-- start DOCUMENT --

Moffat is one of the grandest creations in the lexicon of noir. Surpassing the tropes of the femme fatale while constituting an archetypal breakthrough all at once, she is more powerfully natural and seductively vulnerable than any other temptress the genre has to offer. She is the ne plus ultra of her type. Her crystalline, enigmatically dark and knowing eyes emit an incapacitating nimbus. Her words are often as sweet as nectar, their rhythm a steady, lustful tonic. She is fierce and sexy, girlish and womanly all at once. Her ability to playact is astounding, and the speed with which she is able to morph into something darkly malevolent, intensely unsettling. Not knowing her back-story, we are left to speculate where she comes from and what she genuinely is. Why did she allow herself to become a hoodlum's central fixation? Her maid tells Markham that she was pushed around and beaten by Sterling. Was it this kind of treatment that created the stone-hearted cruelty beneath her beguiling exterior? Or had she been long scheming for an opportune moment in which to brazenly attempt to murder Sterling and steal some of his “dough” for herself? The courting between Markham and Moffat is linearly realistic, yet the filmic technique of Tourneur's, marinating the long flashback in an achingly erotic phantasmagoria of alluring cinematic compositions bathes the entire affair in a heady sultriness. She tests him as women are apt to do, making herself only more irresistible, all the while “sizing him up,” perceptively sensing his identity as a tenacious, professional man Sterling would deploy to find her.

-- end DOCUMENT --

GIVEN PROBLEM: In the passage about Moffat, what does her maid tell Markham?

-- start INFORMATION GIVEN --

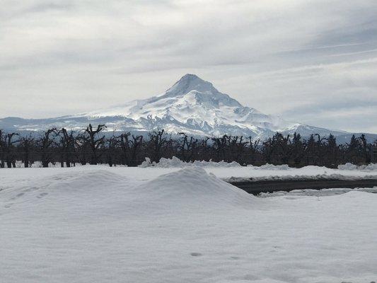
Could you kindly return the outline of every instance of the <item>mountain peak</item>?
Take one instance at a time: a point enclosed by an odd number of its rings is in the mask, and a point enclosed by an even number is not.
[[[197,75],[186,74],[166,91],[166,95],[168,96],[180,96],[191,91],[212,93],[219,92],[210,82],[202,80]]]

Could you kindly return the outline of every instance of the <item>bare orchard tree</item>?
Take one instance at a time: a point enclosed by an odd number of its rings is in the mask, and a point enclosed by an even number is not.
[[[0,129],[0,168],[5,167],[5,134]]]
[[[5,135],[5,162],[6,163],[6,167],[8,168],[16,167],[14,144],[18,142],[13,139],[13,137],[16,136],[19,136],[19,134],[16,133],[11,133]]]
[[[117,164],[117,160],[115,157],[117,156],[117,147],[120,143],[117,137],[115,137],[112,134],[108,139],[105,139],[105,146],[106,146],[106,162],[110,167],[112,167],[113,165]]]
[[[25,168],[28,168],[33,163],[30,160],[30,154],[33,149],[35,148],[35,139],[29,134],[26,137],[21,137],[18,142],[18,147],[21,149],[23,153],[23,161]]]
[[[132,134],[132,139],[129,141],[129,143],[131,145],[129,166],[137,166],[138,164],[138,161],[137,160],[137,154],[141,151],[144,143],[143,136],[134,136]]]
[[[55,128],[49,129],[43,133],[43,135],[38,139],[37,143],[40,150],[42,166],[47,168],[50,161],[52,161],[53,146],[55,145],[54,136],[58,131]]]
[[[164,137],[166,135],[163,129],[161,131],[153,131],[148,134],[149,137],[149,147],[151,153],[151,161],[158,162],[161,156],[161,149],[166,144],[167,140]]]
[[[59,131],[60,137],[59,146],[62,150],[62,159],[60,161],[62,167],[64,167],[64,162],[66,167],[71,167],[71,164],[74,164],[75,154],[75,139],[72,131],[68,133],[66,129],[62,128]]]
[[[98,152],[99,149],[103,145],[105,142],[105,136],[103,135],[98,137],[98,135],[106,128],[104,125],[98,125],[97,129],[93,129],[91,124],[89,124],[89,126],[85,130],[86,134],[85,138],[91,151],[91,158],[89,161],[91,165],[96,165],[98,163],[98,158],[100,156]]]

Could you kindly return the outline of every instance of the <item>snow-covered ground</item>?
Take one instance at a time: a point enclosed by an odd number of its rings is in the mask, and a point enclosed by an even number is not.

-- end INFORMATION GIVEN --
-- start INFORMATION GIVEN --

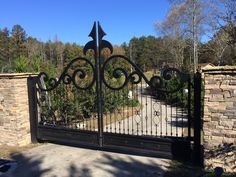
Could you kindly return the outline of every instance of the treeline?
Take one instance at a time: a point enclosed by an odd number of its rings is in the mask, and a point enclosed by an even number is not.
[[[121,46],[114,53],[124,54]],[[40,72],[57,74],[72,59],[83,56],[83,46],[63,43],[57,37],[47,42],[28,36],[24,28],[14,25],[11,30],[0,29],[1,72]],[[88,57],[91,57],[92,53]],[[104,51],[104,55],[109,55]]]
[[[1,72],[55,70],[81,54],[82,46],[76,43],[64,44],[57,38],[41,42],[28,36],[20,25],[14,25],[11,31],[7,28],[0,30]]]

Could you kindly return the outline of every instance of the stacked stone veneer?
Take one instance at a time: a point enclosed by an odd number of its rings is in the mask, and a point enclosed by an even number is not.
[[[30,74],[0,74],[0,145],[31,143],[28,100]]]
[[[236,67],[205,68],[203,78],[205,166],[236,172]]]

-- end INFORMATION GIVEN --

RESULT: She tells him that Moffat was pushed around and beaten by Sterling.